§ BRANO:
Com’è sempre accaduto negli ultimi anni, Hersh non ha potuto pubblicare il suo lavoro su un giornale “mainstream” a vasta diffusione. Anzi, in questo caso è ricorso addirittura alla creazione di un blog personale sulla piattaforma Substack, dove è apparso appunto il lungo articolo. Smentite e critiche nei suoi confronti si sono già diffuse in rete, spesso concentrate sulla sua età avanzata (quasi 86 anni) o sulla decisione di tenere segrete le proprie fonti, ma la lunga storia giornalistica di “Sy” Hersh è piena di straordinari reportage puntualmente confermati dai fatti: dal massacro di My Lai del 1968 in Vietnam ad Abu Ghraib, dal finto attacco siriano con armi chimiche nel 2013 all’assassinio di Osama bin Laden.

 

A proposito del sabotaggio del Nord Stream (1 e 2), la versione di Hersh è inoltre supportata, come si vedrà in seguito, da alcuni elementi cruciali che erano emersi poco dopo l’esplosione sul fondo del Mar Baltico il giorno 26 settembre 2022. Quello che Hersh racconta, se corrispondente alla realtà, è oggettivamente un atto di guerra, deciso dal presidente americano Biden nei confronti della Germania, il cui sistema economico e sociale ha dovuto incassare un colpo mortale in seguito all’esplosione che ha messo fine in modo definitivo all’afflusso di gas a basso costo dalla Federazione Russa.

Un altro fattore cruciale che emerge dall’articolo di Hersh è che la decisione della Casa Bianca e la progettazione dell’attentato terroristico contro il gasdotto risalgono a prima dell’inizio delle operazioni militari russe in Ucraina. Gli Stati Uniti tramavano cioè per distruggere un’infrastruttura importantissima per la Germania e l’Europa senza nemmeno il pretesto dell’invasione, a conferma che l’intenzione americana di far letteralmente saltare cioè che restava dei legami tra Berlino e Mosca non è mai dipesa dal comportamento russo.

§ COMPITI DA SVOLGERE:
(a) Riscrivi il brano da "A proposito del" a "dalla Federazione Russa." e sostituisci "colpo mortale" con "colpo durissimo".
(b) Secondo il brano, in che giorno è avvenuta l'esplosione sul fondo del Mar Baltico?

§ DATI FORNITI:
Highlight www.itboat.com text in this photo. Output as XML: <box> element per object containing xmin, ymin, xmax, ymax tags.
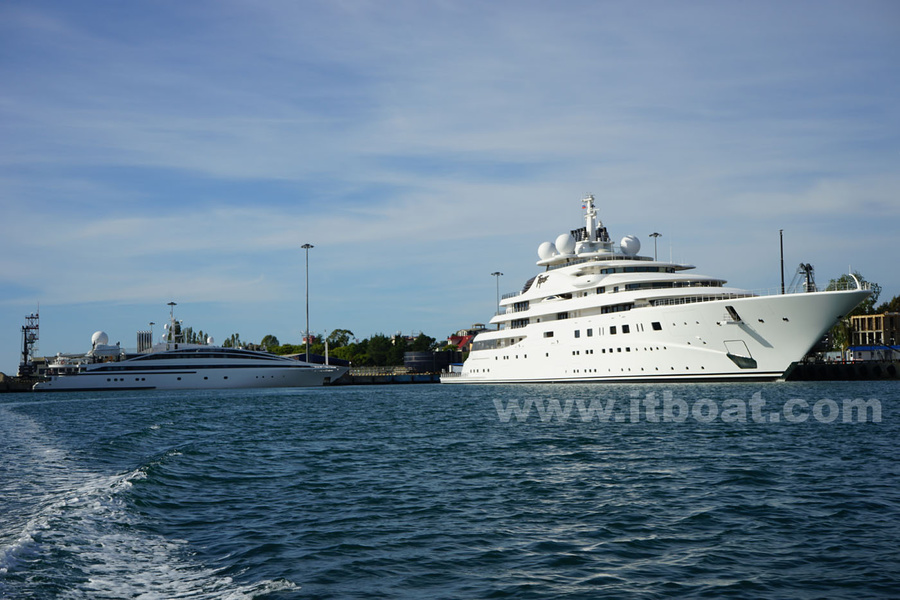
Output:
<box><xmin>494</xmin><ymin>390</ymin><xmax>881</xmax><ymax>423</ymax></box>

§ ESERCIZIO SVOLTO:
(a)
A proposito del sabotaggio del Nord Stream (1 e 2), la versione di Hersh è inoltre supportata, come si vedrà in seguito, da alcuni elementi cruciali che erano emersi poco dopo l’esplosione sul fondo del Mar Baltico il giorno 26 settembre 2022. Quello che Hersh racconta, se corrispondente alla realtà, è oggettivamente un atto di guerra, deciso dal presidente americano Biden nei confronti della Germania, il cui sistema economico e sociale ha dovuto incassare un colpo durissimo in seguito all’esplosione che ha messo fine in modo definitivo all’afflusso di gas a basso costo dalla Federazione Russa.

(b) Il 26 settembre 2022.